## [Assignment]
Write out the records below word for word, please.
***** Exercise inputs *****
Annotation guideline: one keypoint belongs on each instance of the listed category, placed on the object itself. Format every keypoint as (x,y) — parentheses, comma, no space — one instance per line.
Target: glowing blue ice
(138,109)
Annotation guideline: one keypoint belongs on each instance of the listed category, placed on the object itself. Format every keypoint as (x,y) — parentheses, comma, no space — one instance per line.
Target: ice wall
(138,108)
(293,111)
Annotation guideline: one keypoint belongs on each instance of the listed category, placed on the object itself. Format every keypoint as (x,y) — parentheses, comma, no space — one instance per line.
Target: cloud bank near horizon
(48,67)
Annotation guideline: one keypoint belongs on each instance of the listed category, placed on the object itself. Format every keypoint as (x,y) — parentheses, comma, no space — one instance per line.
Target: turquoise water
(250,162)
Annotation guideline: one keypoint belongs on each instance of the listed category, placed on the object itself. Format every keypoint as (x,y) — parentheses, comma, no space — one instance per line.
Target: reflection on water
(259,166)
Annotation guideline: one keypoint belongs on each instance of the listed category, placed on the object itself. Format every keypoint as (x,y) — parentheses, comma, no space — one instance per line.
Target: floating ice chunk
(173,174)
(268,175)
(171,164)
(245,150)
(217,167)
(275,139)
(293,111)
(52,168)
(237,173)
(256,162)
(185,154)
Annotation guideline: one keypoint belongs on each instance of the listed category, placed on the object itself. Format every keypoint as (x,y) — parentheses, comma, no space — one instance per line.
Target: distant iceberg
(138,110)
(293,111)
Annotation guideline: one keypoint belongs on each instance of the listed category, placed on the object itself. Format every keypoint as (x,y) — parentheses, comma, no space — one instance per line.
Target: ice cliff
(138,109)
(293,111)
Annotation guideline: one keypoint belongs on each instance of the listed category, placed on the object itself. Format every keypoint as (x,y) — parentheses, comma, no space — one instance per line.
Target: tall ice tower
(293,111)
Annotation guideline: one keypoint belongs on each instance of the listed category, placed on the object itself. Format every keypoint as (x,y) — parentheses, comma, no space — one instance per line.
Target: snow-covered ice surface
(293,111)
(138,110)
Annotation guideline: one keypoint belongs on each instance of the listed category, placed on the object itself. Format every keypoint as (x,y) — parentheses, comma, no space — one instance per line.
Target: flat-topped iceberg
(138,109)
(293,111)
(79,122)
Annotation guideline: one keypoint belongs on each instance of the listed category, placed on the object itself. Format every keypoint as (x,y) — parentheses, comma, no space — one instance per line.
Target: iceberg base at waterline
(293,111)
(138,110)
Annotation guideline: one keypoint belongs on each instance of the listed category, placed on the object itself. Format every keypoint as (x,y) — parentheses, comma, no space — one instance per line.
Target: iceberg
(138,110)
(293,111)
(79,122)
*****
## [Your solution]
Annotation guideline: one keypoint belongs on each instance of the listed category, placed on the object itself. Format every keypoint as (x,y) — parentheses, comma, no space — one instance per line.
Target: glowing blue ice
(138,109)
Annotation guideline: one keypoint belongs on each instance of the listed category, placed on the object itself. Format every keypoint as (x,y) — parentheses, comma, no space — one instance per line.
Target: ice wall
(138,108)
(293,111)
Annotation guideline: one keypoint belongs on each instance of the listed category, placed on the object itself. Format every keypoint as (x,y) — parentheses, comma, no space — one instance per line.
Target: cloud bank near horizon
(48,67)
Annotation guideline: one keypoint belongs on each instance of the listed category, placed on the object itself. Format every keypoint as (x,y) — parentheses, comma, no space — one instance per line.
Target: turquoise water
(250,162)
Annotation guideline: one keypoint belongs on each instance of the listed category, placed on the object itself. Format every keypoint as (x,y) — parentheses, comma, no space — one instance per line.
Target: reflection on water
(259,166)
Annotation guideline: one keypoint belongs on each instance of the listed category, placed on the object itself. Format every keypoint as (x,y) — parentheses, comma, no space — one instance per line.
Target: floating ice chunk
(173,174)
(268,175)
(171,164)
(245,150)
(217,167)
(275,139)
(293,111)
(52,168)
(237,173)
(256,162)
(185,154)
Annotation guideline: one keypoint belongs on each instance of the listed category, placed on the object itself. Format every keypoint as (x,y) — parentheses, comma, no space — one instance per line.
Target: distant iceberg
(138,110)
(293,111)
Annotation guideline: one keypoint belongs on each instance of the listed category, placed on the object itself. Format every keypoint as (x,y) — parentheses, comma, no space — one instance per line.
Target: ice cliff
(138,109)
(293,111)
Annotation guideline: one keypoint belongs on each instance of the listed category, placed on the object itself. Format every keypoint as (x,y) — parentheses, comma, no space — one instance per line.
Target: tall ice tower
(293,111)
Annotation guideline: one keypoint belongs on each instance of the listed category, placed on the object itself. Format every keypoint as (x,y) — parentheses, comma, no space — one instance per line.
Target: snow-covered ice surface
(293,111)
(138,110)
Annotation guideline: one keypoint belongs on each instance of the listed category, placed on the object itself. Format every keypoint as (x,y) — parentheses, comma, no space — one instance per line.
Target: flat-topped iceberg
(138,109)
(293,111)
(79,122)
Annotation guideline: one keypoint belongs on each instance of the listed category, placed on the object itself. Format every keypoint as (x,y) — parentheses, comma, no space — one instance per line.
Target: iceberg base at waterline
(293,111)
(138,110)
Annotation guideline: one keypoint belongs on each instance of the listed category, placed on the object itself. Format every keypoint as (x,y) — parentheses, comma, no space — one instance per line.
Target: iceberg
(138,110)
(293,111)
(79,122)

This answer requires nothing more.